* Directions for this task
Locate each line in the items below that contains the string "track" and copy those lines out. Case counts, so match capitalization.

━━ Material shown ━━

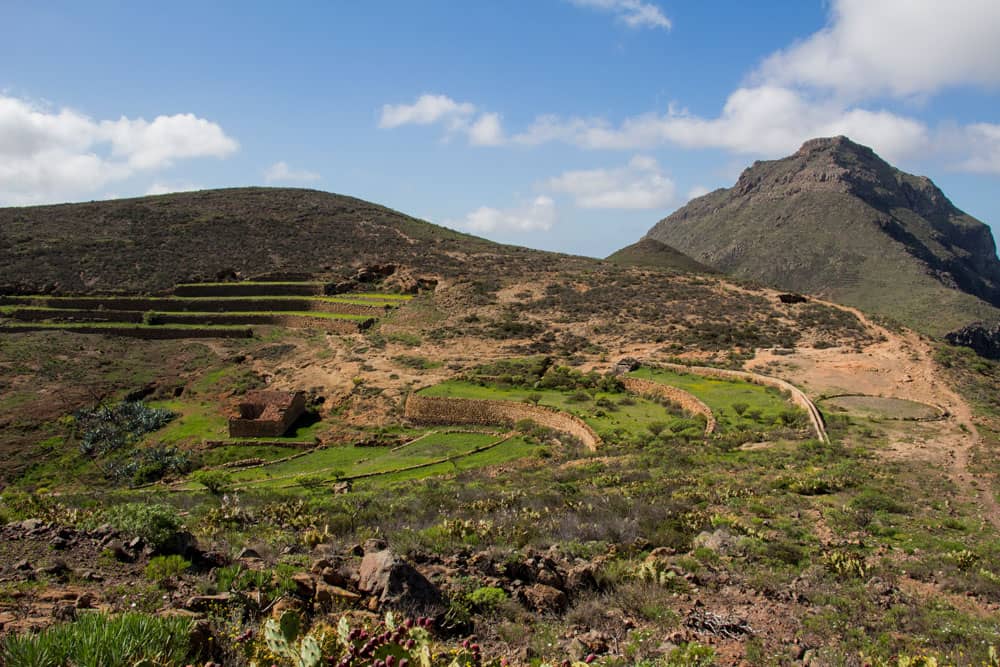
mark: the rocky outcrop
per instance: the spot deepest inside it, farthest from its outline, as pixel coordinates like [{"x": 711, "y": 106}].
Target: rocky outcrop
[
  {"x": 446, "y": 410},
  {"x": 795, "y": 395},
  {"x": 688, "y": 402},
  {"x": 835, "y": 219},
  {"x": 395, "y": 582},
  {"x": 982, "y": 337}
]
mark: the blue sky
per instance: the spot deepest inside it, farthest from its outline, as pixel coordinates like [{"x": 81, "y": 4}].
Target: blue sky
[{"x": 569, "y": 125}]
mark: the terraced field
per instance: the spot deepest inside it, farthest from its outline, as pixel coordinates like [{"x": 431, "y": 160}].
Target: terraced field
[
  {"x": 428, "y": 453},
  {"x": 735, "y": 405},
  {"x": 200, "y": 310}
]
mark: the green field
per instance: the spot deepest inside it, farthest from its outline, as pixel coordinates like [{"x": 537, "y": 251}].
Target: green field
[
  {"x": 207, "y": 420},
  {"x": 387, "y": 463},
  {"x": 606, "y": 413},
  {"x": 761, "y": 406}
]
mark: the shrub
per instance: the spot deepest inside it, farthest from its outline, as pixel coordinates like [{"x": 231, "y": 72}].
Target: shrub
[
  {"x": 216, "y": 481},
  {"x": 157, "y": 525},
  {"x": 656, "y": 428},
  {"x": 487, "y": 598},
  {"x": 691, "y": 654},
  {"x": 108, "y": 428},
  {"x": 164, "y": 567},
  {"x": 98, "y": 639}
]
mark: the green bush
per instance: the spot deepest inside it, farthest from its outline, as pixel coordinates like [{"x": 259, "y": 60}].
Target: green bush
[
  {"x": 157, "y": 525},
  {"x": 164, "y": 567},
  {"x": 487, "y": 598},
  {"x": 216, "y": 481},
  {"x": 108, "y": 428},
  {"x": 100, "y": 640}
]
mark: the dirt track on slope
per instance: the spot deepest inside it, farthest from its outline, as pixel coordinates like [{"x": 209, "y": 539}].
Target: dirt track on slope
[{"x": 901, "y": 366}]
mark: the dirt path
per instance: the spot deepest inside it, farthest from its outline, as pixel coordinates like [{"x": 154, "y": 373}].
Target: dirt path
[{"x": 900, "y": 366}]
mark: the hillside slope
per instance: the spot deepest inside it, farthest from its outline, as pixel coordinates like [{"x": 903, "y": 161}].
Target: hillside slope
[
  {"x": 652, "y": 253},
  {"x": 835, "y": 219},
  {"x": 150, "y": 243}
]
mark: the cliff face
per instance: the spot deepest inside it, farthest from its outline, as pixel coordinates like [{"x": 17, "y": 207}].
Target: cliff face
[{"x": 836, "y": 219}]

━━━
━━ Material shown ━━

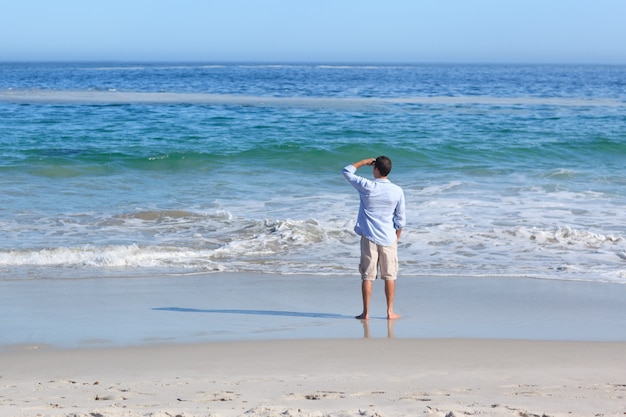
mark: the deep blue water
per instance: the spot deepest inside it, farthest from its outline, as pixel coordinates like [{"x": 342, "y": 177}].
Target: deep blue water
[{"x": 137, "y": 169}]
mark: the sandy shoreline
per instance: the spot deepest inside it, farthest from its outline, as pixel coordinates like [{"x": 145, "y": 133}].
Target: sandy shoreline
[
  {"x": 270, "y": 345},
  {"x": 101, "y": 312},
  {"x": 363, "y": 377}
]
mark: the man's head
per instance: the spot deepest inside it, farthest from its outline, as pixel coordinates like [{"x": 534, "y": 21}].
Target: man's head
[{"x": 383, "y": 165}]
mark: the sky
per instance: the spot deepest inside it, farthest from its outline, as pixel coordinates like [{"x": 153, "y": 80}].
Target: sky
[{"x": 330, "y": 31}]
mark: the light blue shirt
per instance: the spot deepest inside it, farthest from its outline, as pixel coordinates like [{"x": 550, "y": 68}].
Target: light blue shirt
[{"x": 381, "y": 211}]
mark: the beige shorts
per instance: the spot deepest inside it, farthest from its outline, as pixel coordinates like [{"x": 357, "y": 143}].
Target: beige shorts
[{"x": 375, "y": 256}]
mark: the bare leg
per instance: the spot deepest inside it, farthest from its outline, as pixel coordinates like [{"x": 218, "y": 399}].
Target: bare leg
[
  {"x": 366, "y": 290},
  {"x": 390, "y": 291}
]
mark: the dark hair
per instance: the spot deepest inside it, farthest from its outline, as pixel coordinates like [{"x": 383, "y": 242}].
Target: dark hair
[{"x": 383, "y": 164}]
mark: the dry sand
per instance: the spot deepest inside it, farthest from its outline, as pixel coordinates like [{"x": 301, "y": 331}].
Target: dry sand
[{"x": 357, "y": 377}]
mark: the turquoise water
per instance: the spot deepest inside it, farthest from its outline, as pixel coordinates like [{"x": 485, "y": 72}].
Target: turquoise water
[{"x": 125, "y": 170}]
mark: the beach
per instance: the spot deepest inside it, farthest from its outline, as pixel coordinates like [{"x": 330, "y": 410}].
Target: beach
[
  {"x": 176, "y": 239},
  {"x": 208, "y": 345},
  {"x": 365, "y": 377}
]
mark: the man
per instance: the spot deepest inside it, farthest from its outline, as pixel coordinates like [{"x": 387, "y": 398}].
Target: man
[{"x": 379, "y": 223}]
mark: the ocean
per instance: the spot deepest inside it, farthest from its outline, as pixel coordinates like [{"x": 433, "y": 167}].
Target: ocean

━━━

* Answer to the exercise
mark: the dirt track on slope
Target: dirt track on slope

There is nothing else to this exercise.